**What needs to be done**: Even if the data beneath seems repetitive, write it all out again exactly.

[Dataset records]
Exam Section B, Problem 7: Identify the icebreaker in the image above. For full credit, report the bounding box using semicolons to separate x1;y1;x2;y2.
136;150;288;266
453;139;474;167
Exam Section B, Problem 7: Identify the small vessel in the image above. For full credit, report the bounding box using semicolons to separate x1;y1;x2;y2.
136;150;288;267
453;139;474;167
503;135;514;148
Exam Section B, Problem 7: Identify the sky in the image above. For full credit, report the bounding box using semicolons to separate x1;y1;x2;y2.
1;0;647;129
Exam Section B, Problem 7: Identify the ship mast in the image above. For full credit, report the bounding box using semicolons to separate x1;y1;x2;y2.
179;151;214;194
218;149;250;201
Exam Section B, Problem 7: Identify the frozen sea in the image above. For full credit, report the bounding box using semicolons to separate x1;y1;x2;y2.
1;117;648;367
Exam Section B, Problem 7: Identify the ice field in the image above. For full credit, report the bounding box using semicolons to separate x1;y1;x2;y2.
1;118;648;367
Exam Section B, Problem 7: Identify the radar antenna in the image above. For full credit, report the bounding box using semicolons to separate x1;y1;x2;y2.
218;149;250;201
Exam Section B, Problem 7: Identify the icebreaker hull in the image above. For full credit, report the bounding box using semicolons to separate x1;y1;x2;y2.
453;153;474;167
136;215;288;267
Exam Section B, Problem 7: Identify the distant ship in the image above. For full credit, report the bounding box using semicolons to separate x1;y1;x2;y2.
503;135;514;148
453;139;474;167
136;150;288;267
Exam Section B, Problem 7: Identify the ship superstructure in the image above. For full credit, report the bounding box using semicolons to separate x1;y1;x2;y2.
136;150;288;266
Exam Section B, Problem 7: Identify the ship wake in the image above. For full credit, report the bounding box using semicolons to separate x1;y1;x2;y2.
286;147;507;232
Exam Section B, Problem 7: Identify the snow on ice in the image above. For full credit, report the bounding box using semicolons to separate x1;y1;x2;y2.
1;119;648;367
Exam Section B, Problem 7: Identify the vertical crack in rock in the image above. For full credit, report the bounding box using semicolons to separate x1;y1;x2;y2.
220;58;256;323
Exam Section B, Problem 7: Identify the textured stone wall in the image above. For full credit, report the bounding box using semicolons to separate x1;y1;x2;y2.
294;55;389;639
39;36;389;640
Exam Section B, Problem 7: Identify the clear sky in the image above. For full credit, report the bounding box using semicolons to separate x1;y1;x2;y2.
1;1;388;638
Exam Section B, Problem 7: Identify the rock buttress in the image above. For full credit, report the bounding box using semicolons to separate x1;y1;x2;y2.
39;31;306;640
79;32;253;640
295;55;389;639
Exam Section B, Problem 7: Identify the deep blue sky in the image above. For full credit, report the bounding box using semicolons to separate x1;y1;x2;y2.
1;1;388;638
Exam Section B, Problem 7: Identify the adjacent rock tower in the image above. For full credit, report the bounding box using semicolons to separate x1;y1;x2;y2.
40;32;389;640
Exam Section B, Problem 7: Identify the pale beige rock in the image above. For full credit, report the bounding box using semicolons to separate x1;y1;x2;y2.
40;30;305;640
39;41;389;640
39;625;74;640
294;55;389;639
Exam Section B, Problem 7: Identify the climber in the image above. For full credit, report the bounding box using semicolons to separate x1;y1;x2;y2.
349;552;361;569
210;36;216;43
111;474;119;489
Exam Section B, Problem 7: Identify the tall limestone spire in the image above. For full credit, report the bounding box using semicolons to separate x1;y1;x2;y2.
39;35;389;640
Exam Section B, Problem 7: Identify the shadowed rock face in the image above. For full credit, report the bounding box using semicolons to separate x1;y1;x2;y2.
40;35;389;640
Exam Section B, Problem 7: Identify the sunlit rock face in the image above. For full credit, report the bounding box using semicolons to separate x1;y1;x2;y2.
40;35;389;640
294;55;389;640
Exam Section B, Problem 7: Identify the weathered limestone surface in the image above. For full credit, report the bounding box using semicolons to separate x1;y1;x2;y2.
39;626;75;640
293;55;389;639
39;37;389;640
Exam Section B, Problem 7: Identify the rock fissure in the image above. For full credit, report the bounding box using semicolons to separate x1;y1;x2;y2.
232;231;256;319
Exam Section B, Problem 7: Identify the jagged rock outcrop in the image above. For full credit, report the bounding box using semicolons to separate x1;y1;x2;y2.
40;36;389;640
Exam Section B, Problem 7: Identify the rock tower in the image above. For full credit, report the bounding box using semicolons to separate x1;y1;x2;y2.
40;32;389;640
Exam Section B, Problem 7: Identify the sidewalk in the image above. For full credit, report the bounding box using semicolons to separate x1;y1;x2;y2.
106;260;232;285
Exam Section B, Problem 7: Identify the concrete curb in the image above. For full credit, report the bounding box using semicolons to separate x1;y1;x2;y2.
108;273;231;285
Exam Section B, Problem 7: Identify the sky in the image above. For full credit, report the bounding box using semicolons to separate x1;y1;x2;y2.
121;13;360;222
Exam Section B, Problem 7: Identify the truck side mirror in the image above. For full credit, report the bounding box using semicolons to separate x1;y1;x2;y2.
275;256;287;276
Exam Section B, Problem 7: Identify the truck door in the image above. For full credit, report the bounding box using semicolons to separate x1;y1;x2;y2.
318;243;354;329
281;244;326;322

**Result below**:
Exam Section B, Problem 7: Identify the icebreaker in the image above. For full credit, report the bounding box using semicolons to separate x1;y1;x2;y2.
136;150;288;266
453;139;474;167
Exam Section B, Problem 7: Identify the small vessel in the image above. For full credit, report the bounding box using semicolons to separate x1;y1;x2;y2.
136;150;288;267
453;139;474;167
503;135;514;148
Exam Section B, Problem 7: Identify the sky in the image above. For full credit, report the bounding box using semicolons to separate x1;y1;x2;y2.
1;0;647;129
Exam Section B, Problem 7: Identify the ship mast in the image above. For full credit, report the bounding box using semicolons to separate x1;y1;x2;y2.
179;151;214;194
218;149;250;201
Exam Section B, Problem 7: Identify the frozen sea in the image above. For full credit, report the bounding box using semicolons to separate x1;y1;x2;y2.
1;117;648;367
Exam Section B, Problem 7: Identify the ice field in the image above. For full credit, report the bounding box using semicolons to separate x1;y1;x2;y2.
1;118;648;367
Exam Section B, Problem 7: Identify the radar antenna in the image above. For full credit, report the bounding box using semicolons to separate x1;y1;x2;y2.
218;149;250;201
Exam Section B, Problem 7: Identify the icebreaker hull in the image above. For full credit, report the bounding box using semicolons to separate x1;y1;x2;y2.
453;153;474;167
136;215;288;267
Exam Section B, Problem 7: Identify the distant ship in the image above. For full credit, report the bounding box using semicolons to separate x1;y1;x2;y2.
503;135;514;148
453;139;474;167
136;150;288;267
Exam Section B, Problem 7: Identify the ship superstructure in the image above. For full credit, report the bounding box using semicolons to separate x1;y1;x2;y2.
136;150;288;266
Exam Section B, Problem 7: Identify the ship wake in the image above. For full credit, report the bounding box using semicolons to separate x1;y1;x2;y2.
286;147;507;232
Exam Section B, Problem 7: Identify the snow on ice in the image above. For full credit, report the bounding box using semicolons to separate x1;y1;x2;y2.
1;119;648;367
Exam Section B, Problem 7: Identify the vertical crack in rock in the image above. For full credit, report the bounding box using semicolons to separate x1;y1;x2;y2.
220;58;256;323
Exam Section B, Problem 7: Identify the textured stone wall in the image above. For full credit, report the bounding box using semicolons to separate x1;y1;x2;y2.
294;55;389;639
39;36;389;640
Exam Section B, Problem 7: Identify the clear sky in the image above. For full credit, report the bounding box using semicolons to separate x1;y1;x2;y2.
1;1;388;638
Exam Section B, Problem 7: Identify the rock buttress in the image above. For full credit, report the bounding box using semicolons to separate x1;y1;x2;y2.
39;31;306;640
79;32;253;640
295;55;389;639
Exam Section B, Problem 7: Identify the deep blue sky in the image above. For full credit, report the bounding box using semicolons to separate x1;y1;x2;y2.
1;1;388;638
Exam Section B, Problem 7: Identify the adjacent rock tower in the image above. For full credit, report the bounding box using semicolons to separate x1;y1;x2;y2.
40;32;389;640
Exam Section B, Problem 7: Identify the pale beige rock in the image above. For full credit, report the bounding box using semicolons to separate x1;y1;x2;y2.
40;30;305;640
39;41;389;640
39;625;74;640
294;55;389;639
Exam Section B, Problem 7: Identify the climber in the image above. For full credit, report the bounding box using semicolons to separate x1;y1;x2;y2.
349;552;361;569
210;36;216;43
111;474;119;489
Exam Section B, Problem 7: Identify the tall limestone spire in the image above. For full credit, report the bounding box using semicolons to separate x1;y1;x2;y2.
39;35;389;640
Exam Section B, Problem 7: Identify the shadowed rock face in the image above. For full credit, report the bounding box using semicolons to separate x1;y1;x2;y2.
40;35;389;640
Exam Section B, Problem 7: Identify the sunlit rock face in the image above. For full credit, report the bounding box using semicolons to separate x1;y1;x2;y2.
40;35;389;640
294;55;389;640
Exam Section B, Problem 7: Identify the weathered limestone surface in the image above. For full credit, report the bounding box using semicolons to separate x1;y1;x2;y2.
39;626;75;640
293;55;389;639
39;37;389;640
Exam Section B, Problem 7: Identify the rock fissure in the image above. For full credit, report the bounding box using semicolons to separate x1;y1;x2;y2.
232;231;256;319
Exam Section B, Problem 7: Identify the jagged rock outcrop in the image above. For full credit, report the bounding box using semicolons to separate x1;y1;x2;y2.
40;36;389;640
Exam Section B, Problem 7: Identify the rock tower in the image above. For full credit, report the bounding box using semicolons to separate x1;y1;x2;y2.
40;32;389;640
Exam Section B, Problem 7: Identify the sidewalk in the image above. For full credit, report the bounding box using semicolons to separate x1;y1;x2;y2.
106;260;232;285
Exam Section B, Problem 7: Identify the concrete curb in the image above. For full credit, report the bounding box using semicolons to separate x1;y1;x2;y2.
108;273;231;285
Exam Section B, Problem 7: Identify the sky in the image above. For full credit, report the bounding box using semicolons to separate x1;y1;x2;y2.
121;13;360;222
Exam Section B, Problem 7: Identify the truck side mirror in the image above. For full credit, report the bounding box using semicolons to separate x1;y1;x2;y2.
275;256;287;276
Exam Section B, Problem 7: Identify the truck door in the image above. For full credit, report the bounding box using semicolons to separate x1;y1;x2;y2.
318;243;354;329
281;244;326;322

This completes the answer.